TASK BRIEF »
Copy each line of the following data that contains "christmas".

(Dataset entries)
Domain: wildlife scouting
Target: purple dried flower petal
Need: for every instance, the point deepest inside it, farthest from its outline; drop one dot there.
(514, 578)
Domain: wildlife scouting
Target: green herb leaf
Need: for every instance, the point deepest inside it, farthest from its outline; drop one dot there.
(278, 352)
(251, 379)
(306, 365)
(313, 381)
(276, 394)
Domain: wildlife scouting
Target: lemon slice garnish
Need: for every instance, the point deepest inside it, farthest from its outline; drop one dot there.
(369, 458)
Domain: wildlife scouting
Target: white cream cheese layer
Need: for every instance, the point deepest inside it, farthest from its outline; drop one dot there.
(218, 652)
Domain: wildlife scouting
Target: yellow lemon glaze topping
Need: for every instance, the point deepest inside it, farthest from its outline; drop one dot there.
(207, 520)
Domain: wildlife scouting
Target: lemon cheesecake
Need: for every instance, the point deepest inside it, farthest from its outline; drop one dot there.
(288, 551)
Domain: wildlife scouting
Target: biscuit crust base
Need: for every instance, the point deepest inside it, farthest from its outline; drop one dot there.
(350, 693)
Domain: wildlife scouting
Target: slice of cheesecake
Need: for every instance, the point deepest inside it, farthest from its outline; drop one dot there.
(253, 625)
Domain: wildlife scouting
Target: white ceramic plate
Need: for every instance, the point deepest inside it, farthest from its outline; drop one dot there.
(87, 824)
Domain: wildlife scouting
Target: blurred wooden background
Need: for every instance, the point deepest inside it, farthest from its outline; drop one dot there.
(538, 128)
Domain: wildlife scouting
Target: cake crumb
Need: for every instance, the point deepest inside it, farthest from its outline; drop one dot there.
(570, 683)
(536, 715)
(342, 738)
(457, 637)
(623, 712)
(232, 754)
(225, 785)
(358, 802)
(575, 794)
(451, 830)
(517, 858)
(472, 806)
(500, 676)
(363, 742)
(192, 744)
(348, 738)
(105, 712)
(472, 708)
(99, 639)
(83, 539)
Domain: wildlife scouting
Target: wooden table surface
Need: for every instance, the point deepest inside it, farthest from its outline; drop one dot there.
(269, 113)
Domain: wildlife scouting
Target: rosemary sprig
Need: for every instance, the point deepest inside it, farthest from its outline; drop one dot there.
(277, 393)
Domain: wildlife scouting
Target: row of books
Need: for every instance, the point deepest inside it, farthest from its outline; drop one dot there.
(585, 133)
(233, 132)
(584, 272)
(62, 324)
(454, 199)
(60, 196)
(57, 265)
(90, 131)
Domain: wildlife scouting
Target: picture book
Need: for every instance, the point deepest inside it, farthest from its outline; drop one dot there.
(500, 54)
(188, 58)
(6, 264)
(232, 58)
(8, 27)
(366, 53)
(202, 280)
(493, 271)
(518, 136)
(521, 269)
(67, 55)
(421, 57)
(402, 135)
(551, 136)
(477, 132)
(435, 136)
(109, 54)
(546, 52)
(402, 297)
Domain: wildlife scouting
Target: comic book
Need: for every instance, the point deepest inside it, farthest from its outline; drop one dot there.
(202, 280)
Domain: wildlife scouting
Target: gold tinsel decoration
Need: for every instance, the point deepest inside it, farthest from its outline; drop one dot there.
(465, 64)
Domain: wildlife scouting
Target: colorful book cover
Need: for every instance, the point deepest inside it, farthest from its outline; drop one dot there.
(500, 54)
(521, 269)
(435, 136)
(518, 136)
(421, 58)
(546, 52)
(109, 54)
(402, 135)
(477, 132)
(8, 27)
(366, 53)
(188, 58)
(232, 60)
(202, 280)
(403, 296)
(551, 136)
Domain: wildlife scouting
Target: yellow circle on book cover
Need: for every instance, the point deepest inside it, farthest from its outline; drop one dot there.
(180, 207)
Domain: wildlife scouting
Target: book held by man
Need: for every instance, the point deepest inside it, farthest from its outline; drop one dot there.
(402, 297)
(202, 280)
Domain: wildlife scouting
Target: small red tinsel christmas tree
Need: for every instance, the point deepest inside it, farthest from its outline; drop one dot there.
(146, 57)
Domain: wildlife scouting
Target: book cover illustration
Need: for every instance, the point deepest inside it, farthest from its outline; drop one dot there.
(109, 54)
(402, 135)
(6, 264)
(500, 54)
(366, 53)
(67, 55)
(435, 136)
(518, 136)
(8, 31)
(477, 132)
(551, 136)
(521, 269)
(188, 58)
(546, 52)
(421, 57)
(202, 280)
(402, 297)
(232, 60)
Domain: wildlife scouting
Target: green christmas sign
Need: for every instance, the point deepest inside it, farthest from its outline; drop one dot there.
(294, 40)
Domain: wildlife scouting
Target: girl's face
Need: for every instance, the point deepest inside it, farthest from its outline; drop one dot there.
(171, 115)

==

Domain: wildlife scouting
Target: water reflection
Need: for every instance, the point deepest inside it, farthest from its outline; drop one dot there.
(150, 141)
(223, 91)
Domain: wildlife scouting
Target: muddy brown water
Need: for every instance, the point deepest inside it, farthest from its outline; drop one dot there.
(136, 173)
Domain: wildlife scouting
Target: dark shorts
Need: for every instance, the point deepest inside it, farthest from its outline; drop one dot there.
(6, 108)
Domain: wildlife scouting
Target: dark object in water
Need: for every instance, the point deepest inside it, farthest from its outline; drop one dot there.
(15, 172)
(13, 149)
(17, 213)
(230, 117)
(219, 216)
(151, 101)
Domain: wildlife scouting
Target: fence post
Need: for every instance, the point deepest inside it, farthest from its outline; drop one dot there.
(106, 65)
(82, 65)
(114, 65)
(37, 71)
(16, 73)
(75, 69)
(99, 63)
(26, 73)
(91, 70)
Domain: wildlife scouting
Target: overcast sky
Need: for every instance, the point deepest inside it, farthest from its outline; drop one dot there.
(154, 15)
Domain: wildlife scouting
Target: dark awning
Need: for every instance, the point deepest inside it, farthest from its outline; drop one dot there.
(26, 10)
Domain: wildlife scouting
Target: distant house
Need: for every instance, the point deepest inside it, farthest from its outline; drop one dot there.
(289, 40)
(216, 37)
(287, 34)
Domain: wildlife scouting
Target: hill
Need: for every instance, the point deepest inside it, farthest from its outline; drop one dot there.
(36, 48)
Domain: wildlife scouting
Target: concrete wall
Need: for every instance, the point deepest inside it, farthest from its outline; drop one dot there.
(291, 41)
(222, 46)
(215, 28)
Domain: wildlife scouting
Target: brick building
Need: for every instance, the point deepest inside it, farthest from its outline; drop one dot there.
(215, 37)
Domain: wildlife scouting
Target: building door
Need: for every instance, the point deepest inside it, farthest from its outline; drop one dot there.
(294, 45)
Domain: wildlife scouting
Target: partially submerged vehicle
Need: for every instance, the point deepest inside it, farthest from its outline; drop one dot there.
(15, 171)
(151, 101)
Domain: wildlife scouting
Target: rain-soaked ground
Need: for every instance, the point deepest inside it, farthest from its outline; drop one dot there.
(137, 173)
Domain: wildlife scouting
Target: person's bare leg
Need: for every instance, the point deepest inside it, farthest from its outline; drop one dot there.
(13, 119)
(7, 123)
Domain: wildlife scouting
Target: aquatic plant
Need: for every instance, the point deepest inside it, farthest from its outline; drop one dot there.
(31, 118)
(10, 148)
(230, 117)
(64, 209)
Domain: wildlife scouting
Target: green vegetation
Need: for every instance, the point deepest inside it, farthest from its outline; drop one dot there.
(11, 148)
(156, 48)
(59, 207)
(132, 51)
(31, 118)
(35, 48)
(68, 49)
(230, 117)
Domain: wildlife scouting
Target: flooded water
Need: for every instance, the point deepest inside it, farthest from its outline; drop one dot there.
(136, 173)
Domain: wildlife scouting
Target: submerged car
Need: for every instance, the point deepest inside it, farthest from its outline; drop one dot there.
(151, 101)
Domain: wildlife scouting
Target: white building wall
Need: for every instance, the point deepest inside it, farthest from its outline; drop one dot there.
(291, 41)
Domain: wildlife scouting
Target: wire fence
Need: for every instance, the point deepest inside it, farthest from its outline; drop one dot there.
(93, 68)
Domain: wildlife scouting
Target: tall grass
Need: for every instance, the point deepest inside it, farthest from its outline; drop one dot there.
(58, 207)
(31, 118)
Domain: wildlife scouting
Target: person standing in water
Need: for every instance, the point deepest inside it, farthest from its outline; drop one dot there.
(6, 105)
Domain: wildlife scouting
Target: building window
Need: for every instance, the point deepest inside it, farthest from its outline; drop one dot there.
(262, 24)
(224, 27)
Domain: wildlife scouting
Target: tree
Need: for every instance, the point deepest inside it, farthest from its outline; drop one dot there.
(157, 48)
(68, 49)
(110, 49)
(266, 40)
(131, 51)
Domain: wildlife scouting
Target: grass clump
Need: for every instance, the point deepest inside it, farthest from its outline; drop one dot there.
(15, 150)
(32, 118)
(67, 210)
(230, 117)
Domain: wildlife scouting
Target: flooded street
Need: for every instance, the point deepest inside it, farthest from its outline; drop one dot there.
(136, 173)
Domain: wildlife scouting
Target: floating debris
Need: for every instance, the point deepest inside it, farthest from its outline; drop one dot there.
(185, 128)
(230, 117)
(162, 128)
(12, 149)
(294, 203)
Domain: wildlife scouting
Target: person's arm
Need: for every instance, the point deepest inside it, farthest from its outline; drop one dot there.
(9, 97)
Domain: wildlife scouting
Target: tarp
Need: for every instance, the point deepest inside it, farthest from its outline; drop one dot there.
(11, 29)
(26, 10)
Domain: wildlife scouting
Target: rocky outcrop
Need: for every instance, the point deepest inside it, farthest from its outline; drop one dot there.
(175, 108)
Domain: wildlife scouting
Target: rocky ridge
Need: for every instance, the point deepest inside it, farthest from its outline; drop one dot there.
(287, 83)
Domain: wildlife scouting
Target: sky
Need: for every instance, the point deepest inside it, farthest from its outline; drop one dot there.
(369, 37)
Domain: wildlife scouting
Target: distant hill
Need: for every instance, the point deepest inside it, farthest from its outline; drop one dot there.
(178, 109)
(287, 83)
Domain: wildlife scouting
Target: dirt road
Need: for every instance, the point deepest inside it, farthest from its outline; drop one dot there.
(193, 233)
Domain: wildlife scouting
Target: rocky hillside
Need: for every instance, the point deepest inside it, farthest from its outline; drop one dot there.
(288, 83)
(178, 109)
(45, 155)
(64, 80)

--

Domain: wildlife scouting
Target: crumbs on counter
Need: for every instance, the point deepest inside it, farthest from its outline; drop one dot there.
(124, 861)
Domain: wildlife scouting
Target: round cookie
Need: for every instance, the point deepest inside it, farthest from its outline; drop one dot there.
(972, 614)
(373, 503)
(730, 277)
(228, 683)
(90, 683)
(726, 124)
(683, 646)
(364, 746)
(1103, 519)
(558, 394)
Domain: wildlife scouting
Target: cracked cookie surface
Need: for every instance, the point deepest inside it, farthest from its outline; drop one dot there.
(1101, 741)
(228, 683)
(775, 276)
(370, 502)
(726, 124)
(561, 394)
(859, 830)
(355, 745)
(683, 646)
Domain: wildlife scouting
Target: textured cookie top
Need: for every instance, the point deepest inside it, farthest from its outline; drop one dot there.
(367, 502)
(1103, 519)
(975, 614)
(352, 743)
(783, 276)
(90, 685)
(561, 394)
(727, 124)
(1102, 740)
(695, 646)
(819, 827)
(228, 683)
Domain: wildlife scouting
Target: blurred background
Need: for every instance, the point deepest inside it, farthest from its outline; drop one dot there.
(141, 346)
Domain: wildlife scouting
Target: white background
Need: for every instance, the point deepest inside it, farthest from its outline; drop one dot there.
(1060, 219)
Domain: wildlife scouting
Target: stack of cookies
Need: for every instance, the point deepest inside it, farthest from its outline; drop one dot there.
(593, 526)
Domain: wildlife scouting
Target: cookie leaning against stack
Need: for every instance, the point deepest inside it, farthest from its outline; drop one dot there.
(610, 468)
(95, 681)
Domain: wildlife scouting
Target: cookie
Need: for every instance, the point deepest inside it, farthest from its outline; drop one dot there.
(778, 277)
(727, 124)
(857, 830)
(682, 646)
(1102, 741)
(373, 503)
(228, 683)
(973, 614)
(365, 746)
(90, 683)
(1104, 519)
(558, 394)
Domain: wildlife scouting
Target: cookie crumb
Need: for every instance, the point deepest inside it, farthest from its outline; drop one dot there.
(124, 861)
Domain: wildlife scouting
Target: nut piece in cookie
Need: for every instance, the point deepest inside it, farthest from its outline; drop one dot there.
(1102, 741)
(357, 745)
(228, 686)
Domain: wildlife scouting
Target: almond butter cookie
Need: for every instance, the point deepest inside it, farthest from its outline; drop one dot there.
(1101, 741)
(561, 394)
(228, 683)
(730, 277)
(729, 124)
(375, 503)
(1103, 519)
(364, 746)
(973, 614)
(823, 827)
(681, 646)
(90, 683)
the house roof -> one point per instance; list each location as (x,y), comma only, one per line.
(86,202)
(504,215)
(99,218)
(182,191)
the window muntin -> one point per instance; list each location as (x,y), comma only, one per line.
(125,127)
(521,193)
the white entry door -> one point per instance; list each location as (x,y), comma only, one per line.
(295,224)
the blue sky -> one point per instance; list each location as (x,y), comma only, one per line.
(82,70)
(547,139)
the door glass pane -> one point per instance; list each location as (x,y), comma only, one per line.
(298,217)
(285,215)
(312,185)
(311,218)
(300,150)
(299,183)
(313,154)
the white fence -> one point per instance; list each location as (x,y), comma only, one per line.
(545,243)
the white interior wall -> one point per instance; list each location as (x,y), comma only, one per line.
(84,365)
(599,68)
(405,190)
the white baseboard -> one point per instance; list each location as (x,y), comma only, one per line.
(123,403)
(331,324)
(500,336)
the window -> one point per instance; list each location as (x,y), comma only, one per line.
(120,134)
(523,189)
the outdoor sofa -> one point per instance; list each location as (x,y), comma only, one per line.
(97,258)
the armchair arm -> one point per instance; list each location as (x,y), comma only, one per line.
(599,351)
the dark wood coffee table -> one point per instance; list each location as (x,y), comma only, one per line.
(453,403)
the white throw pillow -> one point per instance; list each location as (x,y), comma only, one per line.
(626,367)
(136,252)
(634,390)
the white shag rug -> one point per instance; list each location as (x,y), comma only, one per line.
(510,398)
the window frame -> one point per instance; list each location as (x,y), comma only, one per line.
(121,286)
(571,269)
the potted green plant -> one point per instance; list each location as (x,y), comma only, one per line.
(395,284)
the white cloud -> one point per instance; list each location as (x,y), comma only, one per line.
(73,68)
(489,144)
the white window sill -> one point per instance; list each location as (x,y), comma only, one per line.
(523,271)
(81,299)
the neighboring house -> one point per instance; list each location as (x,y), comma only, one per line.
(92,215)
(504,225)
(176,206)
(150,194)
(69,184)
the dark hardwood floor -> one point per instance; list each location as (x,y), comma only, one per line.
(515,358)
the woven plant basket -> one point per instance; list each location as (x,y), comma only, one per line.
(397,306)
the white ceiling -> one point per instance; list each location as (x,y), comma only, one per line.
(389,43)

REPLY TO THE TASK »
Target: small red tinsel christmas tree
Target: green christmas sign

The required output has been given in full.